→ **What the task asks**
All entries below are to be returned exactly, with pictures left out.
***** Source data
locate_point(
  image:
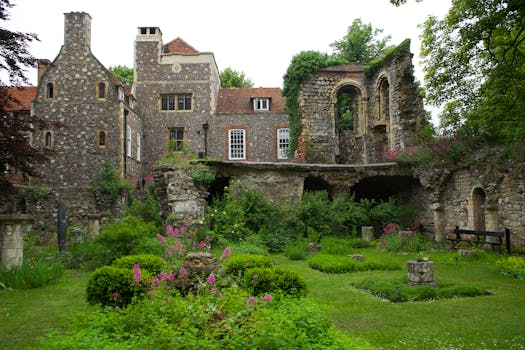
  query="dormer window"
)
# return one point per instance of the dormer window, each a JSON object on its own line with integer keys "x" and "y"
{"x": 50, "y": 90}
{"x": 261, "y": 104}
{"x": 101, "y": 90}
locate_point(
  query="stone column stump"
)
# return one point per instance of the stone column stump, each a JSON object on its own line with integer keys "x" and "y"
{"x": 367, "y": 233}
{"x": 421, "y": 273}
{"x": 12, "y": 229}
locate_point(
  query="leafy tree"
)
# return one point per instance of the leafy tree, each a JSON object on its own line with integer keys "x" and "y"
{"x": 232, "y": 78}
{"x": 474, "y": 63}
{"x": 15, "y": 148}
{"x": 124, "y": 74}
{"x": 361, "y": 43}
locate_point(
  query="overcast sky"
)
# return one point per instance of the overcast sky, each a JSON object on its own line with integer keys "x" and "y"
{"x": 256, "y": 37}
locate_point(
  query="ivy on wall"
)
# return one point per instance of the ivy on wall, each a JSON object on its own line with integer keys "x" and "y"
{"x": 305, "y": 64}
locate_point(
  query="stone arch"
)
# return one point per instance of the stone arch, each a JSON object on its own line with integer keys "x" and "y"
{"x": 381, "y": 128}
{"x": 478, "y": 198}
{"x": 357, "y": 93}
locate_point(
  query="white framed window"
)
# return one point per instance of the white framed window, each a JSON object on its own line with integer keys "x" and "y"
{"x": 283, "y": 143}
{"x": 261, "y": 104}
{"x": 237, "y": 144}
{"x": 128, "y": 141}
{"x": 139, "y": 150}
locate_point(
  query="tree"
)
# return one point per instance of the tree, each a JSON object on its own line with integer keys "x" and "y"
{"x": 361, "y": 43}
{"x": 124, "y": 74}
{"x": 15, "y": 148}
{"x": 474, "y": 63}
{"x": 231, "y": 78}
**********
→ **Your solution**
locate_point(
  image:
  query="dormer window"
)
# return one point per instance of the dormer window, each a JSON object on its own line with integer keys "x" and "y"
{"x": 50, "y": 90}
{"x": 261, "y": 104}
{"x": 101, "y": 90}
locate_point(
  query="stone column stump"
)
# return one point per instance of the stone column stump, each a JSON object on its own line with integer keys "x" and "y"
{"x": 367, "y": 233}
{"x": 421, "y": 273}
{"x": 12, "y": 229}
locate_point(
  query="leafy tree"
)
# return one point per instance of the leafy tree, each a JSON object on its own line with integer keys "x" and "y"
{"x": 232, "y": 78}
{"x": 474, "y": 63}
{"x": 15, "y": 148}
{"x": 124, "y": 74}
{"x": 361, "y": 43}
locate_point(
  query="overcast sky"
)
# return one point per instance of the overcast sky, each a JSON object on its own line with integer keys "x" and "y"
{"x": 256, "y": 37}
locate_point(
  query="ivy on wall"
)
# return one point per instance of the ivy on wall, each a JSON object on its own line with integer keys "x" and "y"
{"x": 305, "y": 64}
locate_point(
  query="stone arch"
)
# return one point per instance of the stone arch, each a JSON object on its own line with integer keys "x" and "y"
{"x": 381, "y": 128}
{"x": 478, "y": 198}
{"x": 357, "y": 93}
locate_point(
  query="white framed window"
)
# return one point per instance of the white framed window, each a JSON object on its own line with integer keys "x" and "y"
{"x": 283, "y": 143}
{"x": 261, "y": 104}
{"x": 237, "y": 144}
{"x": 128, "y": 141}
{"x": 139, "y": 150}
locate_point(
  query="tree"
)
# return one point per instance of the tree, each a JSON object on its own line with integer keys "x" and "y"
{"x": 361, "y": 43}
{"x": 124, "y": 74}
{"x": 15, "y": 148}
{"x": 474, "y": 63}
{"x": 231, "y": 78}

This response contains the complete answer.